> _Problem to work on_
Rewrite the listing below as a JSON list of strings, with each line as its own string and blank lines dropped.

--- Start of Source material ---

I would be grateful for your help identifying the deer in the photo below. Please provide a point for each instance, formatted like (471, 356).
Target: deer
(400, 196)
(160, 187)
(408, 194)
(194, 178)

--- End of Source material ---

> _Completed task_
[
  "I would be grateful for your help identifying the deer in the photo below. Please provide a point for each instance, formatted like (471, 356).",
  "Target: deer",
  "(400, 196)",
  "(160, 187)",
  "(408, 194)",
  "(194, 178)"
]